◆ **TASK 1**: Reproduce the passage on the pandemic recovery between "In China, where" and "the past year.", inclusive.
◆ **TASK 2**: List the groups that the passage on the pandemic recovery names as most likely to suffer skill gaps.

◆ **TEXT UNDER STUDY**:
*** Block opens ***
In China, where the pandemic has been under control for almost a year, retail spending has lagged the broader recovery.
What Bloomberg Economics Says:
“Focusing on headline GDP, with the U.S and China engines humming the world is set for a triumphant 'V' shape recovery. Beneath the surface, divergence between advanced and emerging markets, superstar firms and their smaller rivals, and high- and low-skill workers points to scars that will take longer to heal.”
—Tom Orlik, chief economist
How consumer confidence and spending patterns are shaped by ongoing concerns regarding health and hiring could end up being one of the crisis’ most important economic legacies, just as the Great Depression of the 1930s led to greater thrift. That’s a risk even though many people racked up savings during the past year.
“There’s genuine uncertainty over how much people’s behavior in terms of consumption patterns changes as a result of this crisis,” said Adam Posen, president of the Peterson Institute for International Economics. “If people go back to eating in restaurants, doing leisure travel, working out in gyms then a lot of those industries will revive. But it’s also possible that people’s tastes just genuinely change, in which case there is going to be transitionally more unemployment and there’s no good government fix for that.”
History shows that five years after country-specific recessions, long-term growth expectations were typically 1.5 percentage points lower than in those without recessions, according to the World Bank.
The crisis has accelerated the use of robots in both manufacturing and in the services industry as workers and customers need to be protected from the spread of disease. While that’s spurring hopes for a revival in productivity growth, millions of jobs will be threatened with a question mark over whether enough new ones will be created in the process.
Over 100 million people in eight of the world’s largest economies may need to switch occupation by 2030, according to McKinsey & Co. Those most likely to suffer skill gaps are the less educated, women, ethnic minorities and the young.
The longer people are out of work the more their skills atrophy in a process known as hysteresis.
*** Block closes ***
◆ **PROVIDED DATA**:
*** Block opens ***
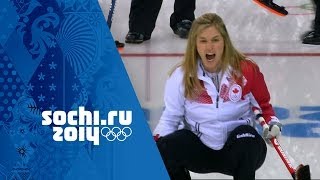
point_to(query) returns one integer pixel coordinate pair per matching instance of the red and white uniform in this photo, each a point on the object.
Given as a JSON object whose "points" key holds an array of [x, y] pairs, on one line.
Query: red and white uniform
{"points": [[215, 112]]}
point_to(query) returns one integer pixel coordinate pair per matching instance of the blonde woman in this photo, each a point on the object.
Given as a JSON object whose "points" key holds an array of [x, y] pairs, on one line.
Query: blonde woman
{"points": [[213, 92]]}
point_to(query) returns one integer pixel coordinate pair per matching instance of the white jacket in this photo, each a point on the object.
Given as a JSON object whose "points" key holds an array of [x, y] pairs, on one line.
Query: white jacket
{"points": [[214, 114]]}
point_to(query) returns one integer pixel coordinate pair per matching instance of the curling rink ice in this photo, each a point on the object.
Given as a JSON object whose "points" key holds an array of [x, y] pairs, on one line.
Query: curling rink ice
{"points": [[291, 69]]}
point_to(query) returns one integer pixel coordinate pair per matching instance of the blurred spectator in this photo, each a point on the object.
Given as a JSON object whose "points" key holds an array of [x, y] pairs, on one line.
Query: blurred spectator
{"points": [[144, 13], [313, 36]]}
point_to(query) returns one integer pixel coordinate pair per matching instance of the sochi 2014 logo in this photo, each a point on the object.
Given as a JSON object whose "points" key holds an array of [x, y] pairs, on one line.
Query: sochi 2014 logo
{"points": [[83, 125]]}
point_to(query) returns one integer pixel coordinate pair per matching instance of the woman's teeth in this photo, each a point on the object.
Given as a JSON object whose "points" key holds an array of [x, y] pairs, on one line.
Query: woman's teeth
{"points": [[210, 57]]}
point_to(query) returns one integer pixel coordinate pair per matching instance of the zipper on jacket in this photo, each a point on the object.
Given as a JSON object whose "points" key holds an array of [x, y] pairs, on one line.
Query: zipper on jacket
{"points": [[217, 84]]}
*** Block closes ***
◆ **ANSWER SPACE 1**:
In China, where the pandemic has been under control for almost a year, retail spending has lagged the broader recovery.
What Bloomberg Economics Says:
“Focusing on headline GDP, with the U.S and China engines humming the world is set for a triumphant 'V' shape recovery. Beneath the surface, divergence between advanced and emerging markets, superstar firms and their smaller rivals, and high- and low-skill workers points to scars that will take longer to heal.”
—Tom Orlik, chief economist
How consumer confidence and spending patterns are shaped by ongoing concerns regarding health and hiring could end up being one of the crisis’ most important economic legacies, just as the Great Depression of the 1930s led to greater thrift. That’s a risk even though many people racked up savings during the past year.

◆ **ANSWER SPACE 2**:
- the less educated
- women
- ethnic minorities
- the young